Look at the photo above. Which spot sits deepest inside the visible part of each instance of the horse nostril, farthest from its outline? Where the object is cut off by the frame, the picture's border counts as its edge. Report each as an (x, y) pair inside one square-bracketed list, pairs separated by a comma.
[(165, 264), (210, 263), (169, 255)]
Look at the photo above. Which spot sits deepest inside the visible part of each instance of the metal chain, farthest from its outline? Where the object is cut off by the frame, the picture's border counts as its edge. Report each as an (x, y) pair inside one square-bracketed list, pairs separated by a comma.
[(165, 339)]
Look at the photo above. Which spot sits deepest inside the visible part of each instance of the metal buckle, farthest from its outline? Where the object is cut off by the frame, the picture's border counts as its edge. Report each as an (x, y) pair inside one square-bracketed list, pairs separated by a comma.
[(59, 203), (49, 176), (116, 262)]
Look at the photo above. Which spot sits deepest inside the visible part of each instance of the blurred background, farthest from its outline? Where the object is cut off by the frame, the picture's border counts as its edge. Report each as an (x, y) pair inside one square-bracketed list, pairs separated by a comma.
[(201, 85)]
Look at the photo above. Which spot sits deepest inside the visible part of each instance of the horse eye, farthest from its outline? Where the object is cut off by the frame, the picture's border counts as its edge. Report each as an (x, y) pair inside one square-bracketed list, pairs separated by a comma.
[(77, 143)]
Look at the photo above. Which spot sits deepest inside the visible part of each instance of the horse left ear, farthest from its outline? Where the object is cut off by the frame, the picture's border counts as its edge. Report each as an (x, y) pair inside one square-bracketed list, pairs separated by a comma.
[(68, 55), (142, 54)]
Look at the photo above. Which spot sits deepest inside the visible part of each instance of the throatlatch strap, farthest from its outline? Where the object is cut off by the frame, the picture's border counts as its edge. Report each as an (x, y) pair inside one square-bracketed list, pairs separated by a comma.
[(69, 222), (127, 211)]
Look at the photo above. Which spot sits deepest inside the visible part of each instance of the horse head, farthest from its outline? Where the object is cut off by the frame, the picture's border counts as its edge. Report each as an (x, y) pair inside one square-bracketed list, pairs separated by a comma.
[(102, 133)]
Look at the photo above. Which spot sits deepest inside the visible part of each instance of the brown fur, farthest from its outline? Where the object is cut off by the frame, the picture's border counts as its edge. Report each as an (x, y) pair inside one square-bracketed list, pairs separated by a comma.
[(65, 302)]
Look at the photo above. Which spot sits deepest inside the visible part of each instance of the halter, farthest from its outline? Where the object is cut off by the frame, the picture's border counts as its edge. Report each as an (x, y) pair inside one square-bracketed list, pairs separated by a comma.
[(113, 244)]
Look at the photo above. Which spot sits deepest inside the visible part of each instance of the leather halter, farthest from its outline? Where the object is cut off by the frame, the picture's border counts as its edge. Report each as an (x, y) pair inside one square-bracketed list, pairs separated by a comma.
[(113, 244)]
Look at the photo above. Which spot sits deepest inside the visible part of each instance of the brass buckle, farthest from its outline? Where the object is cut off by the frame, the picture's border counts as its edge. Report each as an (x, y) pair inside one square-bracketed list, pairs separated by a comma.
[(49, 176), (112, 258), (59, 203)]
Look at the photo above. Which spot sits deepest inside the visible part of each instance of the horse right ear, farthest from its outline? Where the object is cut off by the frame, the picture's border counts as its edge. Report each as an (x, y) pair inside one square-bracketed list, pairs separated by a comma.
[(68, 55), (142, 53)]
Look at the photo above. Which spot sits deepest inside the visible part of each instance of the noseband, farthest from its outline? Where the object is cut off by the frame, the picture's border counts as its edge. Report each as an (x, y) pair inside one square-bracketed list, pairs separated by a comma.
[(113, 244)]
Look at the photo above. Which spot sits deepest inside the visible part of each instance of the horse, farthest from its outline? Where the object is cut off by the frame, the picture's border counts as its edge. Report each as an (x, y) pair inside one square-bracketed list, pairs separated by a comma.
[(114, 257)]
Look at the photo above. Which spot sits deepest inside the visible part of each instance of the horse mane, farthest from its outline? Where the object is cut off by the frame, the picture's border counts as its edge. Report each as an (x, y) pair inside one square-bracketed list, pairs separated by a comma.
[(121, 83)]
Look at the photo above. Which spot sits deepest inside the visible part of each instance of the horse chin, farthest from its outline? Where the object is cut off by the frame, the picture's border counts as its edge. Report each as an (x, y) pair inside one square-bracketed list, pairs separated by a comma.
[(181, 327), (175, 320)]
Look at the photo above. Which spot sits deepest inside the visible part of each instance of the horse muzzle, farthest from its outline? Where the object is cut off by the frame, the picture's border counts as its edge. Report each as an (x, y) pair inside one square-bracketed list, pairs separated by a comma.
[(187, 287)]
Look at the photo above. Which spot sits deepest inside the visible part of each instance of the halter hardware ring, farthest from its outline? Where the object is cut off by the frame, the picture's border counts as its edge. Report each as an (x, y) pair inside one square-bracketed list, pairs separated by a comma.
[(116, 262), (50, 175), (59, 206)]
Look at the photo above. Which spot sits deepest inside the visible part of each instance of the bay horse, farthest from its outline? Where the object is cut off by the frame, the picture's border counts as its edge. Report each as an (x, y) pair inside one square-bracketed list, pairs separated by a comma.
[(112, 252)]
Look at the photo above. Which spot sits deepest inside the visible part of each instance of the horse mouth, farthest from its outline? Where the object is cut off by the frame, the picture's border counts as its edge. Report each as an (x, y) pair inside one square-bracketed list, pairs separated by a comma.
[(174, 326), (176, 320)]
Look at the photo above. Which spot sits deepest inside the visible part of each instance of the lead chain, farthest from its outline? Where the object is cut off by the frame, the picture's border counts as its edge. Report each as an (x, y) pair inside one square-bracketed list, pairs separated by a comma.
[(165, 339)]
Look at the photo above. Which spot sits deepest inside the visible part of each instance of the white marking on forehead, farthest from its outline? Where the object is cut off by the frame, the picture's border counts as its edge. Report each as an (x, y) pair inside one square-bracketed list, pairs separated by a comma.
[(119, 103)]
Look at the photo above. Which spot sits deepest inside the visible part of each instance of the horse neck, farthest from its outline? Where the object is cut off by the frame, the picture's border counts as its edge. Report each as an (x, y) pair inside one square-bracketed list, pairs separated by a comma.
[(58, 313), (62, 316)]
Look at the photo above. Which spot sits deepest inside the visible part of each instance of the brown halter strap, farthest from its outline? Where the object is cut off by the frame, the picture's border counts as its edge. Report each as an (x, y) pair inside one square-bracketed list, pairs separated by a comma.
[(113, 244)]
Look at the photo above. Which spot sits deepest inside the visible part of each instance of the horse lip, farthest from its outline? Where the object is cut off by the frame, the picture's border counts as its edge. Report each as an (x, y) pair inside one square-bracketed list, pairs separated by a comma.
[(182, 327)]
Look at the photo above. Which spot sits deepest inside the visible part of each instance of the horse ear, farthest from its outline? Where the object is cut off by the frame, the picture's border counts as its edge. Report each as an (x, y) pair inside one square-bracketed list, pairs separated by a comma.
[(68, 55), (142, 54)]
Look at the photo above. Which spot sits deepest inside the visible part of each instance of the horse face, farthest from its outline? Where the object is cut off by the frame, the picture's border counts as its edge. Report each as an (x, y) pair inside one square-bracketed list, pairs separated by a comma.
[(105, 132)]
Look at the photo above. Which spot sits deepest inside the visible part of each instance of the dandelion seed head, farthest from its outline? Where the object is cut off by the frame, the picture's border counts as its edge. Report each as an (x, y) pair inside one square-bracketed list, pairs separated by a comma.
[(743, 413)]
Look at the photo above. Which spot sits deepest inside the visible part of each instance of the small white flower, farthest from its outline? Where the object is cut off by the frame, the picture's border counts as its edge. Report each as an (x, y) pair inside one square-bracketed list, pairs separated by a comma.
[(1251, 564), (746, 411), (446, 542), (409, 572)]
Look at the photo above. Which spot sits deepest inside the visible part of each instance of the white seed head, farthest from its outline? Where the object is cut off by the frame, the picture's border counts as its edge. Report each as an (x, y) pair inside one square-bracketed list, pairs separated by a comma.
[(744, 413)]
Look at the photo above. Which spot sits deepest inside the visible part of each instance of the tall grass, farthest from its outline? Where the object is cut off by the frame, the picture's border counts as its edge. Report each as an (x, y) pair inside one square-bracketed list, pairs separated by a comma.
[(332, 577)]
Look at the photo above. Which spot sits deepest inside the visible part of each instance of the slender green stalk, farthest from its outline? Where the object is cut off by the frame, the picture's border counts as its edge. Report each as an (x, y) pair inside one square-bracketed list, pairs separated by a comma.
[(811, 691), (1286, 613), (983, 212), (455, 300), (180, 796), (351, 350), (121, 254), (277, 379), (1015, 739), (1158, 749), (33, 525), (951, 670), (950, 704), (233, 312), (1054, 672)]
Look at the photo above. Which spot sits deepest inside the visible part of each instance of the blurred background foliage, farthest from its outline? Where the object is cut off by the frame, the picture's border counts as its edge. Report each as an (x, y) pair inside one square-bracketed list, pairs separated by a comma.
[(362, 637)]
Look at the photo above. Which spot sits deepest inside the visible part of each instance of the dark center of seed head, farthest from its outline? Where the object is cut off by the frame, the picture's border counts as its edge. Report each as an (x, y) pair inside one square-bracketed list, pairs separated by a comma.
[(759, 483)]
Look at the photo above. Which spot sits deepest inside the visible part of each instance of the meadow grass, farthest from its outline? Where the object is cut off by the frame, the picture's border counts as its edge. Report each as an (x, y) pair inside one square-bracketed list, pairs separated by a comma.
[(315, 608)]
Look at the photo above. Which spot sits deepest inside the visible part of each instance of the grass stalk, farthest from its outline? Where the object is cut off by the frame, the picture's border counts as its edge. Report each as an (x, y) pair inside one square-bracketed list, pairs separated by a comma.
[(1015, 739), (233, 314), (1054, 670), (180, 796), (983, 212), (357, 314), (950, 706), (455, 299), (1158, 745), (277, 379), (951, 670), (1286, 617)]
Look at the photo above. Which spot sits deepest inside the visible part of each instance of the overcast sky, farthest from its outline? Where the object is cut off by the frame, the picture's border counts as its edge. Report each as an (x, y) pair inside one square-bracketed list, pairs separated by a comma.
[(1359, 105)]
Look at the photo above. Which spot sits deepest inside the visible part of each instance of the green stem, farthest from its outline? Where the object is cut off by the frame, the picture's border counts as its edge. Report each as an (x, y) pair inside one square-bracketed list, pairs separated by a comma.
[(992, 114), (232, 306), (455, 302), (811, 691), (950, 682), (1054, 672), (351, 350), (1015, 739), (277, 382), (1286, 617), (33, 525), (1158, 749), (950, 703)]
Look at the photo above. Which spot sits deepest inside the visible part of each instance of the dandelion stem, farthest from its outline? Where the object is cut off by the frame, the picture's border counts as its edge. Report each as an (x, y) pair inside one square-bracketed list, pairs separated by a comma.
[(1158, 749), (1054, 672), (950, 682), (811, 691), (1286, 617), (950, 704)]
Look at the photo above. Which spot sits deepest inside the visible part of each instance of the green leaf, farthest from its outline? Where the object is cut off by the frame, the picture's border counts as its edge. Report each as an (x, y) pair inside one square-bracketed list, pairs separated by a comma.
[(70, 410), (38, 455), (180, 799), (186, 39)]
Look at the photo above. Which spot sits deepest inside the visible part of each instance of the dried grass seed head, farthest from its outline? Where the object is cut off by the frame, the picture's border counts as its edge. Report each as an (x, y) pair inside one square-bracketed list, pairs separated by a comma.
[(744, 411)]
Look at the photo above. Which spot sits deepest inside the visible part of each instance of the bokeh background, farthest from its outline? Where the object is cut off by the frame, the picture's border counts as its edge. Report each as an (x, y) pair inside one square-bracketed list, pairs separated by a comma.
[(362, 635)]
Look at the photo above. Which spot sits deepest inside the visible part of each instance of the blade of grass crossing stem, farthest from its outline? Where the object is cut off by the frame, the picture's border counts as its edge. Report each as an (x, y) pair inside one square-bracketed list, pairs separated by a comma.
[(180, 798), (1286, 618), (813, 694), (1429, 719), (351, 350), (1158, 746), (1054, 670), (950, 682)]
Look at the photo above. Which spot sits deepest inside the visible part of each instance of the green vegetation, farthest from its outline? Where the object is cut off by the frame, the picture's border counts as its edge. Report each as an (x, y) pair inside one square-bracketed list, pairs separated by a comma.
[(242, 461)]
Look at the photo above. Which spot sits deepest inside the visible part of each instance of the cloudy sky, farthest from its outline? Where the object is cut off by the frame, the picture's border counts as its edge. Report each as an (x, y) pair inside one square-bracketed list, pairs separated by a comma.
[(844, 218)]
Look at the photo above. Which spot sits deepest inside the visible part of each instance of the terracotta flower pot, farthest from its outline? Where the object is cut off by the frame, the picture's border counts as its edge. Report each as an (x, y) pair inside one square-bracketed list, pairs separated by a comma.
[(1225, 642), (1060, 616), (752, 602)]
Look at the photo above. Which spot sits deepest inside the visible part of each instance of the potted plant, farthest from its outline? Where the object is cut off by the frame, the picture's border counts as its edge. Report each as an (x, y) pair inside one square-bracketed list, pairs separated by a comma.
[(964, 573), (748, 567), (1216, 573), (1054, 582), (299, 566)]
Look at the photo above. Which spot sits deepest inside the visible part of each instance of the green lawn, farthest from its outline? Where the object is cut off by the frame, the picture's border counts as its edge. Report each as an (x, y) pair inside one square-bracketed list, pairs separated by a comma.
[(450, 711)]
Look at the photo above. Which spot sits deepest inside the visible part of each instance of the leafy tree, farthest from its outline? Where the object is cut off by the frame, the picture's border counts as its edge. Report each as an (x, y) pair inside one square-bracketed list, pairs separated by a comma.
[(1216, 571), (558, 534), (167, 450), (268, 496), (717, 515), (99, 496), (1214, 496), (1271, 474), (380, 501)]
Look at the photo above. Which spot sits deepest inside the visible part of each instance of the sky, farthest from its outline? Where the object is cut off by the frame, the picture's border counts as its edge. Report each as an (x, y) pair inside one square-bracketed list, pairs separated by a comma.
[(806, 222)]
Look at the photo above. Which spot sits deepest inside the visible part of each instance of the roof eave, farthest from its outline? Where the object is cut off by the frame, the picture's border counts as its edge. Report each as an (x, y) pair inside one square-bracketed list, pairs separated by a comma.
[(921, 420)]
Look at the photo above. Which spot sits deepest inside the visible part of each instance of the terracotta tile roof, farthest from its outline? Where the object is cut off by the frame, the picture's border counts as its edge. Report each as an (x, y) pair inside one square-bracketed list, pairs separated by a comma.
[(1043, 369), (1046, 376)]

################

**Stated task:**
Rewrite everything from the line containing "the white seed" down to the line containing "[(744, 413)]", putting "occurrence" in place of "instance" and leaving all else unchanged.

**Output of the exercise:**
Look at the photo above. Which spot sits deepest inside the visible part of each occurrence of the white seed head, farthest from its outline? Where the object is cut off by the frame, the picture's border counts as its edge. Report each as an (x, y) pair inside one square-bracketed list, pairs separated by a comma.
[(744, 413)]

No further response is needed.